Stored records
—————
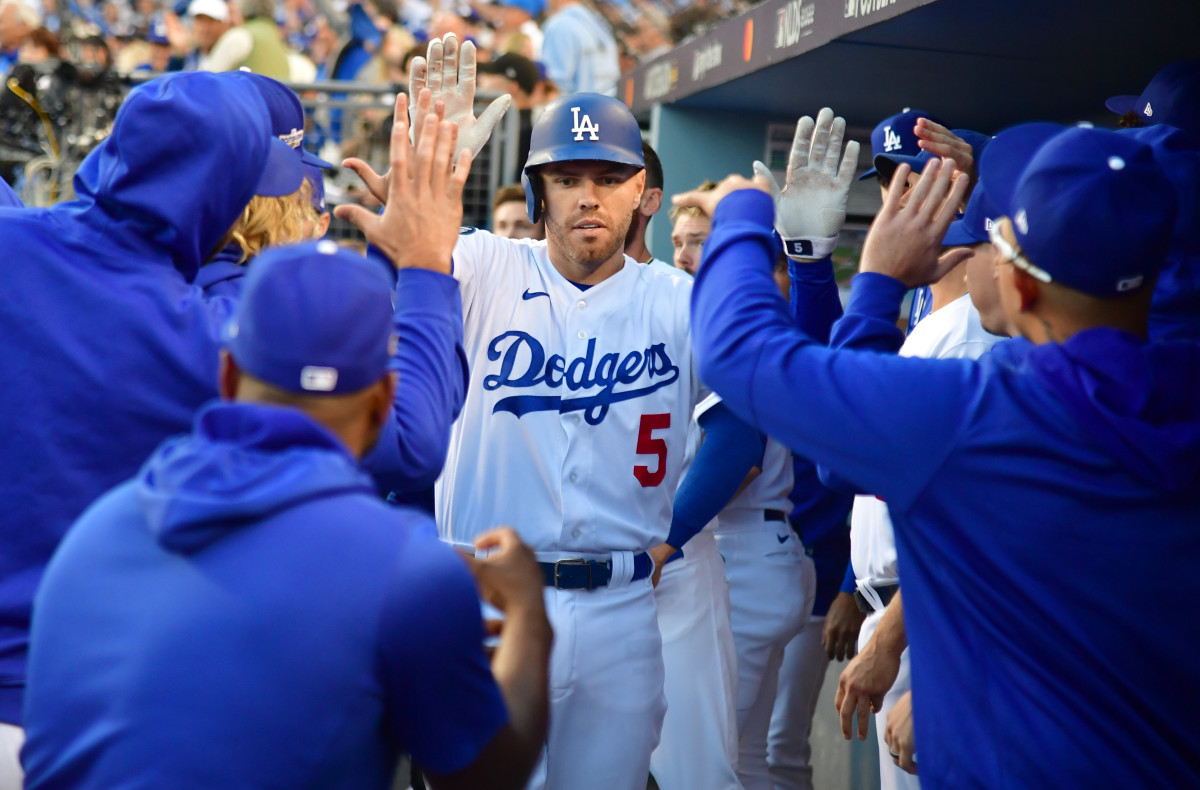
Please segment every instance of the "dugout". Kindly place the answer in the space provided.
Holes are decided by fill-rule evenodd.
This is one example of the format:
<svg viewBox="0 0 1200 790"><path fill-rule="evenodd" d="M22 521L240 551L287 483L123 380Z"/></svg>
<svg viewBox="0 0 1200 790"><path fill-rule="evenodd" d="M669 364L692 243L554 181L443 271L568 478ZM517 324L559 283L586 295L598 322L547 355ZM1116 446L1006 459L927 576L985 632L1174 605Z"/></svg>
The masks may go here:
<svg viewBox="0 0 1200 790"><path fill-rule="evenodd" d="M705 178L782 170L796 119L828 105L863 144L882 118L920 108L954 128L1115 125L1104 100L1137 94L1164 65L1200 58L1195 0L766 0L642 64L618 96L649 127L667 195ZM782 180L782 179L781 179ZM879 206L856 184L849 212ZM670 260L665 216L650 224Z"/></svg>

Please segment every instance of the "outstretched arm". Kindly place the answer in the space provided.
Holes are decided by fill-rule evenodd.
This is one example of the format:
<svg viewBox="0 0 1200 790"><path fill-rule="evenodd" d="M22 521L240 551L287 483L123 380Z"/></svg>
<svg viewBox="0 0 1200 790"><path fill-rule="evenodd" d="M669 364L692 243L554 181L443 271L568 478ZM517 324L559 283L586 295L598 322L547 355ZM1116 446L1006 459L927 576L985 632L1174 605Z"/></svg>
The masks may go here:
<svg viewBox="0 0 1200 790"><path fill-rule="evenodd" d="M407 99L397 100L392 127L391 180L387 206L373 214L340 206L396 267L398 374L392 416L364 467L385 491L411 493L433 484L446 459L450 424L466 392L462 350L462 299L450 276L450 256L462 222L462 190L471 155L461 152L451 168L458 129L426 118L415 147L408 139Z"/></svg>
<svg viewBox="0 0 1200 790"><path fill-rule="evenodd" d="M936 271L941 234L966 179L952 184L951 168L935 164L904 208L898 195L889 196L868 235L864 270L889 272L904 285L911 284L905 278L943 273ZM956 441L976 388L976 366L832 351L797 330L771 277L774 207L762 191L761 181L731 176L712 192L676 198L714 211L692 292L701 377L759 430L904 507ZM897 381L908 382L902 397ZM925 452L914 457L909 448L918 443Z"/></svg>

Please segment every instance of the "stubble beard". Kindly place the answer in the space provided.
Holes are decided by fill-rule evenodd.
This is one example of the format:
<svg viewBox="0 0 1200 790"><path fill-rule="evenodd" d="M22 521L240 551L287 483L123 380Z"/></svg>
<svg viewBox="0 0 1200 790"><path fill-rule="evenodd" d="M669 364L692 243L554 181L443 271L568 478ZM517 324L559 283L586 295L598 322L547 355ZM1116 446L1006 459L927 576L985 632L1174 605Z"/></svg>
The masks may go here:
<svg viewBox="0 0 1200 790"><path fill-rule="evenodd" d="M607 241L597 239L591 243L572 240L571 227L574 226L574 220L562 223L549 214L546 214L545 218L546 238L551 252L557 252L573 265L591 274L618 253L624 255L625 237L629 233L633 216L626 216L619 225L610 228L612 235Z"/></svg>

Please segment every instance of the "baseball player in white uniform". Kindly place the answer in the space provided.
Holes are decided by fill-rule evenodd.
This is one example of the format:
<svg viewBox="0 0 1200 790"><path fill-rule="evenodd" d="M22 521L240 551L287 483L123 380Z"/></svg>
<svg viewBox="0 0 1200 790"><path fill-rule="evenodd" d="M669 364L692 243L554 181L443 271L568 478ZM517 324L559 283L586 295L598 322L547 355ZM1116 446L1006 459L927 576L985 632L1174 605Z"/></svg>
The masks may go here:
<svg viewBox="0 0 1200 790"><path fill-rule="evenodd" d="M474 47L460 67L452 37L434 44L410 79L418 118L428 86L460 143L486 139L471 111ZM523 177L547 240L465 229L454 253L470 382L437 521L461 545L511 524L542 562L551 725L531 787L641 790L666 708L651 552L677 548L664 541L704 393L690 278L623 254L644 181L629 109L563 97L535 124Z"/></svg>

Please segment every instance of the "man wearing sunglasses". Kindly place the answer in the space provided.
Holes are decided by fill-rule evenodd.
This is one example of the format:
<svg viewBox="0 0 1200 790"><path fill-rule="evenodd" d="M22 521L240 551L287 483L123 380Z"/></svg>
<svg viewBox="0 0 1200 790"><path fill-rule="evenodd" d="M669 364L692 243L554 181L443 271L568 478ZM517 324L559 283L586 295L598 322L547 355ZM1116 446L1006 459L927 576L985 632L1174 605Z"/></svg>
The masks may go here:
<svg viewBox="0 0 1200 790"><path fill-rule="evenodd" d="M772 202L731 177L677 200L714 212L700 374L887 501L924 787L1200 785L1200 722L1180 715L1200 621L1163 606L1200 596L1200 348L1146 341L1177 198L1149 147L1098 129L1016 127L980 174L1020 338L979 360L812 343L772 290ZM847 312L894 317L937 279L966 188L931 163L905 206L889 195Z"/></svg>

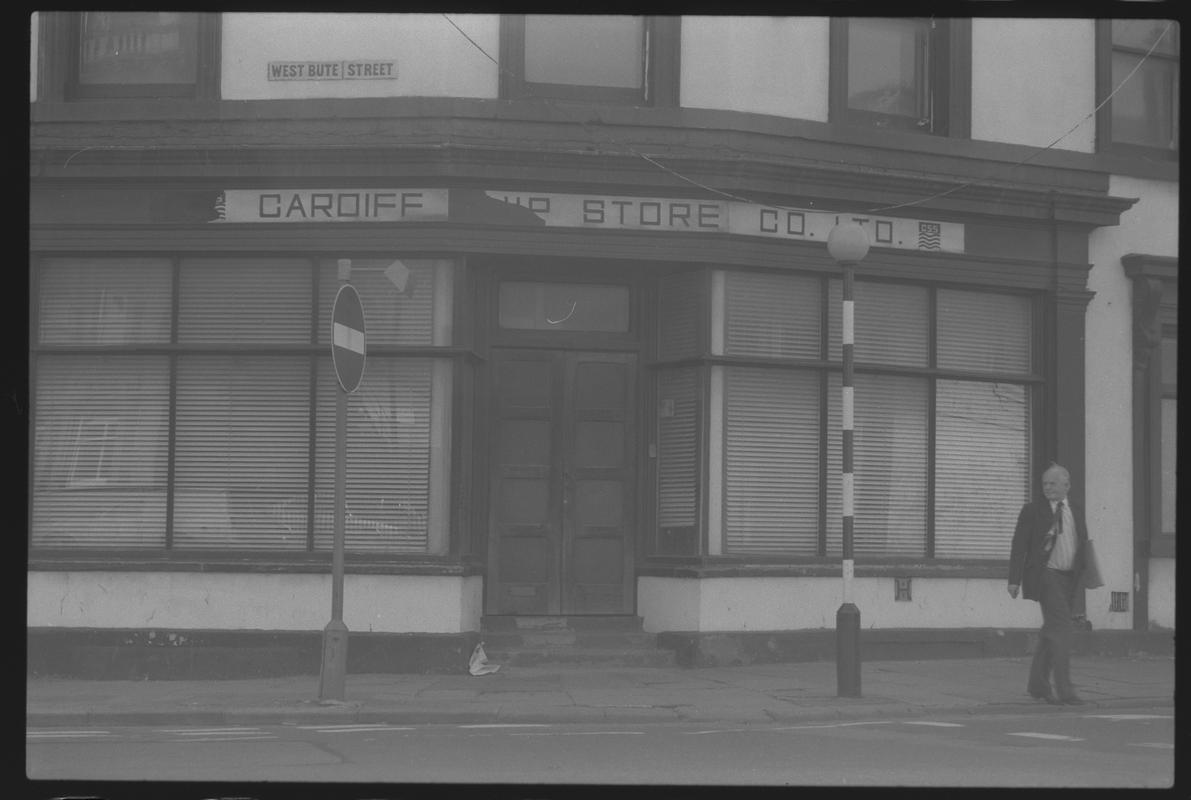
—————
ABOUT THIS EXERCISE =
Copy every line above word for word and exclude the pictures.

OUTPUT FOR THIS TASK =
Please segment every instance of the "dugout". Kindly place the answer in the space provided.
Holes are decided by fill-rule evenodd.
This is one example of the format:
<svg viewBox="0 0 1200 790"><path fill-rule="evenodd" d="M22 521L240 551L287 483L123 380Z"/></svg>
<svg viewBox="0 0 1200 790"><path fill-rule="evenodd" d="M669 364L692 243L554 181L443 271L568 478ZM517 324L559 283L586 295L598 322L547 355ZM1116 446L1006 459L927 576L985 632L1174 605Z"/></svg>
The masks may go here:
<svg viewBox="0 0 1200 790"><path fill-rule="evenodd" d="M705 178L782 170L796 119L828 105L863 144L882 118L920 108L954 128L1115 125L1104 100L1137 94L1164 65L1200 58L1195 0L766 0L642 64L618 96L649 127L667 195ZM782 180L782 179L781 179ZM879 206L856 184L849 212ZM670 260L665 216L650 224Z"/></svg>

Please segment every instance of the "outstretched arm". Kindly place the answer in the space provided.
Holes are decided by fill-rule evenodd.
This is one example of the format:
<svg viewBox="0 0 1200 790"><path fill-rule="evenodd" d="M22 521L240 551L287 483L123 380Z"/></svg>
<svg viewBox="0 0 1200 790"><path fill-rule="evenodd" d="M669 364L692 243L554 181L443 271L568 478ZM517 324L559 283L586 295L598 322L547 355ZM1116 446L1006 459L927 576L985 632L1174 605Z"/></svg>
The masks may go here:
<svg viewBox="0 0 1200 790"><path fill-rule="evenodd" d="M407 99L397 100L392 127L391 180L387 206L373 214L340 206L396 267L398 374L392 416L364 467L385 491L411 493L433 484L446 459L450 424L466 392L462 350L462 299L450 276L450 256L462 222L462 190L471 155L461 152L451 168L458 129L426 118L415 147L408 139Z"/></svg>
<svg viewBox="0 0 1200 790"><path fill-rule="evenodd" d="M936 271L941 234L966 179L952 184L951 168L935 164L904 208L898 195L889 196L868 235L864 270L889 272L904 285L911 284L905 278L943 273ZM956 441L976 388L976 366L832 351L797 330L771 277L774 207L762 191L761 181L731 176L712 192L676 198L714 211L692 292L701 377L759 430L904 507ZM897 381L908 382L902 397ZM925 452L914 457L909 448L918 443Z"/></svg>

Please segment every instance of the "stubble beard". Kindly place the answer in the space provided.
Holes are decided by fill-rule evenodd.
This is one example of the format:
<svg viewBox="0 0 1200 790"><path fill-rule="evenodd" d="M22 521L240 551L287 483L123 380Z"/></svg>
<svg viewBox="0 0 1200 790"><path fill-rule="evenodd" d="M669 364L692 243L554 181L443 271L568 478ZM517 324L559 283L586 295L598 322L547 355ZM1116 446L1006 459L927 576L985 632L1174 605Z"/></svg>
The masks may go here:
<svg viewBox="0 0 1200 790"><path fill-rule="evenodd" d="M607 241L597 239L591 243L572 240L571 227L574 226L574 220L562 223L549 214L546 214L545 218L546 238L551 252L557 252L573 265L591 274L618 253L624 255L625 237L629 233L633 216L626 216L619 225L610 228L612 235Z"/></svg>

Please segment every instance of the "baseball player in white uniform". Kindly place the answer in the space provided.
Holes are decided by fill-rule evenodd.
This is one example of the format:
<svg viewBox="0 0 1200 790"><path fill-rule="evenodd" d="M22 521L240 551L287 483L123 380Z"/></svg>
<svg viewBox="0 0 1200 790"><path fill-rule="evenodd" d="M669 364L692 243L554 181L443 271L568 478ZM517 324L559 283L586 295L598 322L547 355ZM1116 446L1006 459L927 576L985 632L1174 605Z"/></svg>
The masks may go here:
<svg viewBox="0 0 1200 790"><path fill-rule="evenodd" d="M474 47L460 67L452 37L434 44L410 79L418 118L428 86L460 143L486 139L471 111ZM523 177L547 240L465 229L454 253L470 382L437 521L461 545L511 524L542 562L551 725L531 787L641 790L666 708L651 552L677 548L664 541L704 393L690 278L623 254L644 181L629 109L563 97L535 124Z"/></svg>

Please segment every instance of the "man wearing sunglasses". Kindly place the answer in the space provided.
Holes are decided by fill-rule evenodd.
This is one example of the format:
<svg viewBox="0 0 1200 790"><path fill-rule="evenodd" d="M22 521L240 551L287 483L123 380Z"/></svg>
<svg viewBox="0 0 1200 790"><path fill-rule="evenodd" d="M669 364L692 243L554 181L443 271L568 478ZM517 324L559 283L586 295L598 322L547 355ZM1116 446L1006 459L927 576L985 632L1174 605Z"/></svg>
The masks may go here:
<svg viewBox="0 0 1200 790"><path fill-rule="evenodd" d="M772 202L731 177L677 200L714 212L700 374L887 501L924 787L1200 785L1200 722L1180 715L1200 621L1163 606L1200 596L1200 348L1146 341L1177 198L1149 147L1098 129L1016 127L980 174L1020 338L979 360L812 343L772 290ZM847 312L894 317L937 279L966 188L931 163L905 206L889 195Z"/></svg>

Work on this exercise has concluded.